(Rows taken from a dataset)
Begin

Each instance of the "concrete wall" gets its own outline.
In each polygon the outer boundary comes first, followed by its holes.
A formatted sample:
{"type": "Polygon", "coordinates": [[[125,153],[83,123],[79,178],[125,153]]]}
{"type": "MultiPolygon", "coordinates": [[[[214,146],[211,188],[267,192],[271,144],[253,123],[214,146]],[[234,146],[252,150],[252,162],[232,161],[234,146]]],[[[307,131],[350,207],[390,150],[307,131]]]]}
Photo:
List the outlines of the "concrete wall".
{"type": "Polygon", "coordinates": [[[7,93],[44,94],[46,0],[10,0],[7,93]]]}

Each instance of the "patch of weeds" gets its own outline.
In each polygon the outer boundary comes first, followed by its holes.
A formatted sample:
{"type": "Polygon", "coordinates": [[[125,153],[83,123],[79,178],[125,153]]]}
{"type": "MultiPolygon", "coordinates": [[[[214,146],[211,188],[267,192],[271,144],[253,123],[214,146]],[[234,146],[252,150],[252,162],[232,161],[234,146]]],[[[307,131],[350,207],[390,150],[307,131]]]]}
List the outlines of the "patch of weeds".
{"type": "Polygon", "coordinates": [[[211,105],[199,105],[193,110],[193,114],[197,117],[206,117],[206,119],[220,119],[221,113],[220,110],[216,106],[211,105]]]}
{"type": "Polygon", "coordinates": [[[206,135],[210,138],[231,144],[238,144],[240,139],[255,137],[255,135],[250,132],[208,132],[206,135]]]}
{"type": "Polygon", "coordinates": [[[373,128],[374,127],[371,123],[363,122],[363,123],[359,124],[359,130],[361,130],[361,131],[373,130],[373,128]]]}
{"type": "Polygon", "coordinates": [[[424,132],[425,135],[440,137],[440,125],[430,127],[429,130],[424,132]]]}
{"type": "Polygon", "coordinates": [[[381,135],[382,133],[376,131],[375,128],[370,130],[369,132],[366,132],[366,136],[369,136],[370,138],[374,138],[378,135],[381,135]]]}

End

*Prompt*. State only how many lines in the records above contain the string "wall". Case counts.

*Solution for this task*. 2